Aufgabe A: Sammle aus der Liste alle Zeilen, in denen das Wort „horse“ vorkommt, und schreib sie ab.

Textabschnitt:
↓

Wird Putin von den eigenen Bluthunden zerfleischt?

altmod*

In der jüngsten Rede Putins zur Lage der Nation war nicht viel Neues zu hören: dass man in der Ukraine (eigentlich) einen Krieg gegen den Westen führe, der Russland erledigen wolle; die Lüge, der Westen habe den Krieg begonnen und der Westen strebe nach „grenzenloser Macht“; die westlichen Länder hätten schon vor langer Zeit damit begonnen, die Ukraine zu einer Art „Anti-Russland“ zu mache.

Die Verantwortung für die Eskalation in der Ukraine liege allein bei den westlichen Eliten, deren Ziel laute, „Russland eine strategische Niederlage zufügen, das heißt, »uns ein für alle Mal zu erledigen“… meint Putin. – Äußerungen eines von einem systematisierten Wahn befallenen Mannes, was eigentlich meint: eines Geisteskranken.

Russland, das Land mit den meisten psychisch auffälligen “Feldherren”

Das erinnert an Lieutenant Commander Philip F. Queeg aus dem berühmten Roman und Film »Die Caine war ihr Schicksal«, eine inzwischen klassische Parabel für einen Paranoiker in Führungsposition. Aber im Fall Putin ist wohl kein Lt. Steve Maryk in Sicht, der den Paranoiker schlußendlich absetzt.

Inzwischen aber hört man aus Russland, der Chef der Söldnertruppe Wagner werfe der Führung und dem Militär vor, dass seiner Söldnertruppe Munition vorenthalten werde. Er prognostizierte für den Kampf um die Stadt Bachmut:

Doppelt so viele von uns werden sterben, bis keiner von uns mehr übrig ist.

Der Chef von “Wagner”, Jewgeni Prigoschin, legte im Streit mit dem Verteidigungsministerium und der Armeespitze noch nach. Prigoschin hatte mehrmals behauptet, in der Stadt kämpften ausschließlich seine Einheiten – und nicht auch die Soldaten der russischen Armee. Später meldete er die Einnahme Soledars, doch das russische Verteidigungsministerium widersprach zunächst und meldete zwei Tage später selbst die Einnahme.

Will Prigoschin Putins Sturz herbeiführen?

↑

Aufgabe B:
Beantworte diese Fragen zum Text über Putin kurz:
(i) Welche Figur aus welchem Roman und Film wird als Beispiel für einen Paranoiker in Führungsposition genannt?
(ii) Für den Kampf um welche Stadt macht der Wagner-Chef seine Vorhersage?
(iii) Wann meldete das russische Verteidigungsministerium selbst die Einnahme Soledars?

Vorliegende Einträge:
↓

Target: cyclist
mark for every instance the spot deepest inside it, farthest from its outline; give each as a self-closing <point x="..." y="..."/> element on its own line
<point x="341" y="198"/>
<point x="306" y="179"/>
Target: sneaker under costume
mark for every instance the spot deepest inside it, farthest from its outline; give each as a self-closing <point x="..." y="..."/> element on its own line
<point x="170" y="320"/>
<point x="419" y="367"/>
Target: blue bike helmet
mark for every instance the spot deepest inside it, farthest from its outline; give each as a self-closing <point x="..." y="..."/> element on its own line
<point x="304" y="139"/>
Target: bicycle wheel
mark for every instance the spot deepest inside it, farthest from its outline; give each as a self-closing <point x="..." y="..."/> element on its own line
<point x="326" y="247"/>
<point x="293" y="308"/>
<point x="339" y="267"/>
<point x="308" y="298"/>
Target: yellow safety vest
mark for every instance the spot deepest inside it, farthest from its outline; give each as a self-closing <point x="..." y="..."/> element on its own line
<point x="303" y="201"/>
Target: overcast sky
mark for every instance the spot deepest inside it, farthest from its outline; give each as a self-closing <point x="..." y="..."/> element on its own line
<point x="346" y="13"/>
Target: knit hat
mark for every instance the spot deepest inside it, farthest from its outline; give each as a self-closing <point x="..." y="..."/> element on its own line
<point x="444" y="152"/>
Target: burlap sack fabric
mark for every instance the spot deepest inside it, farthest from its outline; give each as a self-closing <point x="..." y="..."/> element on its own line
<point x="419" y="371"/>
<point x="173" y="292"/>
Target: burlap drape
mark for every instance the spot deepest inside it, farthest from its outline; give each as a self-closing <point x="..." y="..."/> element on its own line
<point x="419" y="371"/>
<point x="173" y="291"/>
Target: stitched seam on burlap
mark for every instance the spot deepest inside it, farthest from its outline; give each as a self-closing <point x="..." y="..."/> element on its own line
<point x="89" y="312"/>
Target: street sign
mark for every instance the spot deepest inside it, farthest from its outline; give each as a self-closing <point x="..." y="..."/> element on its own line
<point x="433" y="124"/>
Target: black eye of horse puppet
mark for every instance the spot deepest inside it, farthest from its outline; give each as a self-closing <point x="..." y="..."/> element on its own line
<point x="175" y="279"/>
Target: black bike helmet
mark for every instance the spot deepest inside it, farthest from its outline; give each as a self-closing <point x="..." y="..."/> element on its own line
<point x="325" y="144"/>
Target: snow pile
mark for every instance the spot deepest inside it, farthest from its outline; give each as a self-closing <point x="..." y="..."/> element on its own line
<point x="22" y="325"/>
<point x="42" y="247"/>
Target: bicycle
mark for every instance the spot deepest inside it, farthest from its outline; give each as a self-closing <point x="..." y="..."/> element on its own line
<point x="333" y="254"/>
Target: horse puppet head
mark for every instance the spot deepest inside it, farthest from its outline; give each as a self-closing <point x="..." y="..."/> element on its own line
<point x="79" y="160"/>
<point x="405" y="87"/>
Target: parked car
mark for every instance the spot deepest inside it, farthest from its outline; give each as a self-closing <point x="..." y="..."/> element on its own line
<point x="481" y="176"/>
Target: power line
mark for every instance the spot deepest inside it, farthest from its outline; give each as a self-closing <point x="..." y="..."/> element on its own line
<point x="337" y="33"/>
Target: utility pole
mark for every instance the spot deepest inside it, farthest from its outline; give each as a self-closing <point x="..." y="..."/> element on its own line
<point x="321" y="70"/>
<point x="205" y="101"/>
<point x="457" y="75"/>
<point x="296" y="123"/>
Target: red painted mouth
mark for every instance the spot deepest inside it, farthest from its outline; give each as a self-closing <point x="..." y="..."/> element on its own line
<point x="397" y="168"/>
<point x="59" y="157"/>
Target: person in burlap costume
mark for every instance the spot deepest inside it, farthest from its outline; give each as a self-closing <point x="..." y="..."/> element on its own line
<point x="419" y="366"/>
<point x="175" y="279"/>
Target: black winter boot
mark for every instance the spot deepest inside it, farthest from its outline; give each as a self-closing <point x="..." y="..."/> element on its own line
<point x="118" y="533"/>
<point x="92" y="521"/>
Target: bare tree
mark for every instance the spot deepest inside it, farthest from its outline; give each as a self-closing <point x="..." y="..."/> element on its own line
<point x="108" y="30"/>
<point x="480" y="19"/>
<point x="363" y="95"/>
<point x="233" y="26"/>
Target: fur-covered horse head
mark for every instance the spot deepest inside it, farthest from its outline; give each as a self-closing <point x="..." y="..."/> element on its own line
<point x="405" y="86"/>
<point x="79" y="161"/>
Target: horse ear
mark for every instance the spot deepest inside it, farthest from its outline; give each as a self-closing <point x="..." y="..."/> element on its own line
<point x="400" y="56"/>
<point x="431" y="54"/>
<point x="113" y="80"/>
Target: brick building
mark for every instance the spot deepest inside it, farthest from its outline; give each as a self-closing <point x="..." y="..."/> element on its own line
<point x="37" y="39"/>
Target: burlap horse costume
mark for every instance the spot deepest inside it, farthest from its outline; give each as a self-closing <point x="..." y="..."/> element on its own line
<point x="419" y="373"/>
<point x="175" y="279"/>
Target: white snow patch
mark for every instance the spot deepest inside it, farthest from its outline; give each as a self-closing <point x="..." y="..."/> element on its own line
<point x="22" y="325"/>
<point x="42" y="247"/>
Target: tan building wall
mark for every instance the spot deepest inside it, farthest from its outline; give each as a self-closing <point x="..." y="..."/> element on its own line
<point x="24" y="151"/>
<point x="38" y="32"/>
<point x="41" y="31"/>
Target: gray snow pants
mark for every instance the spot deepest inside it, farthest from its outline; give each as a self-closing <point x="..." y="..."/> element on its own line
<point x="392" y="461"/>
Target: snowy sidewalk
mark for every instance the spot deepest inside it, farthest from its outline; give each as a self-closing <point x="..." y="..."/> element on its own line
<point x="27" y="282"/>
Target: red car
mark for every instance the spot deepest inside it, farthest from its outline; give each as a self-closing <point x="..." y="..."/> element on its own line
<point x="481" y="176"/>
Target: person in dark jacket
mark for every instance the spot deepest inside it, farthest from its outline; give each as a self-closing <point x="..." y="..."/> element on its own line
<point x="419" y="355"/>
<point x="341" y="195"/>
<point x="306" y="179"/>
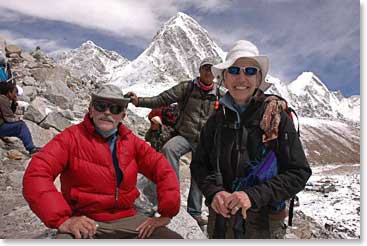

↑

Antwort A:
Target: black eye of horse puppet
Target: horse puppet head
Target: fur-covered horse head
Target: horse ear
Target: burlap horse costume

Antwort B:
(i) Lieutenant Commander Philip F. Queeg aus »Die Caine war ihr Schicksal«
(ii) Bachmut
(iii) Zwei Tage nach Prigoschins Meldung